%%

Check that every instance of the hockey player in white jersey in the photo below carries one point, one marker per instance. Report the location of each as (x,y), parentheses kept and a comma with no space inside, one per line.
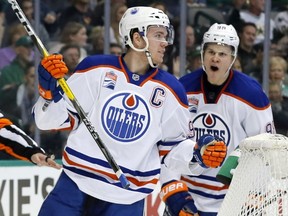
(15,142)
(222,102)
(141,114)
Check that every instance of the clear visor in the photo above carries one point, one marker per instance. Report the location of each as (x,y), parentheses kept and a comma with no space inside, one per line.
(161,33)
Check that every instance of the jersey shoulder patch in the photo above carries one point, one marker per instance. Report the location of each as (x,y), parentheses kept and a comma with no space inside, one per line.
(99,60)
(172,83)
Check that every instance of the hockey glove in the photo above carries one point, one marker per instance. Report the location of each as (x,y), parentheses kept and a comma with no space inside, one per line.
(209,151)
(51,68)
(177,199)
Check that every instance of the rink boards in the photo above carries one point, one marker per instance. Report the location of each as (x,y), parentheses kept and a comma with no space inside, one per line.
(23,187)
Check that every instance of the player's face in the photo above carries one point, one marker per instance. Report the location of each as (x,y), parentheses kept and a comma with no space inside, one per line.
(217,59)
(157,37)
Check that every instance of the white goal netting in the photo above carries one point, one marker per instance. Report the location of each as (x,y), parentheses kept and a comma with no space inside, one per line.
(260,183)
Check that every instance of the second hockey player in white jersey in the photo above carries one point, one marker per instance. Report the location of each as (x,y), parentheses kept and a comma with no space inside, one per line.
(222,102)
(141,114)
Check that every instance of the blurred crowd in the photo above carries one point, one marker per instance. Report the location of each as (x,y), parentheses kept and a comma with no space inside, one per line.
(75,28)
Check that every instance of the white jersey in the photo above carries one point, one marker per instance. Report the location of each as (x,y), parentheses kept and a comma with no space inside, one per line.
(240,110)
(138,117)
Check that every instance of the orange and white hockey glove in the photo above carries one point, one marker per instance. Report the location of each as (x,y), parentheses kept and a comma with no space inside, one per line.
(51,68)
(210,151)
(177,199)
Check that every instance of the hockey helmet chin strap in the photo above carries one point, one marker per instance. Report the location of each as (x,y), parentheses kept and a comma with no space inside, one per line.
(147,52)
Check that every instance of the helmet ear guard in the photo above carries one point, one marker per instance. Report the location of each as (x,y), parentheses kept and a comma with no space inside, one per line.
(141,18)
(222,34)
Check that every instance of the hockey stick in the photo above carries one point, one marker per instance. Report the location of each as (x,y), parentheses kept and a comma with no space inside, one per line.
(62,82)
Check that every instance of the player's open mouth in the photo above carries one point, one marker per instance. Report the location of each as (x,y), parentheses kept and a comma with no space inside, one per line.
(214,68)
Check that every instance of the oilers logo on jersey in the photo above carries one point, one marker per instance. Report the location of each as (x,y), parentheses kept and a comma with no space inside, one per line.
(211,123)
(125,117)
(110,80)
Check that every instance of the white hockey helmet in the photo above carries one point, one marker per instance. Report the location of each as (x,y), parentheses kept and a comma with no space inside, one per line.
(141,18)
(222,34)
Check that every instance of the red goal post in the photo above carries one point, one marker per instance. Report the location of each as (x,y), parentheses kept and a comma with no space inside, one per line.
(260,182)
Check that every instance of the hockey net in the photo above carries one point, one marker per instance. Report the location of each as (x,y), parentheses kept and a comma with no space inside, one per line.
(260,182)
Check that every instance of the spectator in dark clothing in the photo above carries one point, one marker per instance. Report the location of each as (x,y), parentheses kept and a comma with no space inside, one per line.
(79,12)
(246,50)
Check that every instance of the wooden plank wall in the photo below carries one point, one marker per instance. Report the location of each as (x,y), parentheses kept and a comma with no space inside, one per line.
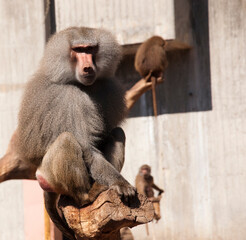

%%

Task requirements - Rewrite all the items above with "photo" changed to "image" wherever it occurs and everything else left as it is. Omit the pictures.

Response to this exercise -
Check that every instance of the hockey player in white jersey in the image below carries one point, one marker per instance. Report the location of each as (x,y), parentheses kept and a comma with no space inside, one per line.
(15,142)
(222,102)
(141,114)
Check that every instance of the clear visor in the image above carries one point, one marker per instance. Report the location of each as (x,y), parentheses kept and a comma with no space inside, one per line.
(161,33)
Check that every instance of the jersey shoulder patch in the image above carries one point, one marker per instance. Report the location of each as (x,y), parentheses kept and a comma with no space inside, one per line.
(99,60)
(172,83)
Check that every instance of the hockey glove in the image above carries one point, one marker per instance. Report the location of each as (x,y), parentheses kept and a comma with no space inside, one per line.
(209,151)
(51,68)
(177,199)
Check that every instance of the rink boards in the image above carries one point, one marker per instance. Report the location of each as (x,y), parentheses kept and a comma with no space inside, one per line.
(23,187)
Check that every instance of the player's face in the image above carries one point, one marker per instance. Report the location of each as (x,y), parentheses kept and a comma with no space inside, one per line.
(217,59)
(157,37)
Check that every instance of the white goal netting in the image above carries one point, one marker per instance. Report the location of each as (x,y), parentheses kept and a comma with no space inside, one per line.
(260,183)
Check that every instance of the second hockey player in white jersey in the image above carries one point, one marker per instance. Report the location of each as (x,y), parentheses kept and a comma with no space inside, one per line.
(222,102)
(141,114)
Check that every instance of the blurred crowd in the image above carries one point, one marker per instance. Report the location of each as (x,y), parentheses kept and a comma with no space inside, one per line.
(75,28)
Check that every instance of the white jersey in the image above carries one point, one marker per instance. Report the location of each as (x,y), parentheses kept and a comma with no space inside, one per line.
(240,110)
(138,117)
Check that every instance of the orange and white hockey glove in the image above carries one point, one marker per instance. Report the location of each as (x,y), parentheses kept and a comma with no space inside, one per line.
(51,68)
(210,151)
(177,199)
Check that every instance of the hockey helmet chin strap in the image above carries one point, one marker per instance. Report the location of each as (x,y), parentheses kept and a comma with no space inside, one per line.
(147,52)
Check that every instance of the helmet ear guard in the image above carries one point, one marker per instance. Report the location of each as (x,y), parentheses kept and a comma with no space inside, one per line.
(141,18)
(222,34)
Check that every instance of the hockey stick in the image above carries one point, one marker per instance. Report the location of each as (x,y), parentheses kept and a comma with no space inside, one per line.
(62,82)
Check that every instance of the player's open mouth in the image above carries one point, one marker per instance. Report the location of each as (x,y), parentheses kept and a comma with no space inside, one per line.
(214,68)
Check that every instance of the oilers logo on jersey in the image above carries one point, one marker per instance. Report the location of each as (x,y), parentheses kept and a comma with no space inside, one per line.
(211,123)
(125,117)
(110,80)
Check that every instance of the white hockey helmet in the image above carries one point, one marker per instance. Report the location of each as (x,y), parentheses kept and a comma with no space inside, one per line.
(141,18)
(222,34)
Check that every instance of the red goal post in the image above carries one point, one marker per instance. Report the location of each as (x,y), parentheses kept and a comma with no space inside, one per line.
(260,182)
Check that every instance of the hockey net in the image above carries one point, one marker per instance. Report the location of each as (x,y), parentheses kept and a comma with no space inside, one per line.
(260,182)
Check that every instance of the spectator in dark clothing in the image above carries one point, one marker per instance. Report the location of each as (x,y), parentheses kept and a comma with no space inside, one per line.
(79,12)
(246,50)
Check that every instance of the wooden plank wall in the image below carries one point, one marker per instance. Report the location of each as (x,y), parentheses kept and a comma with no space inside, one per line.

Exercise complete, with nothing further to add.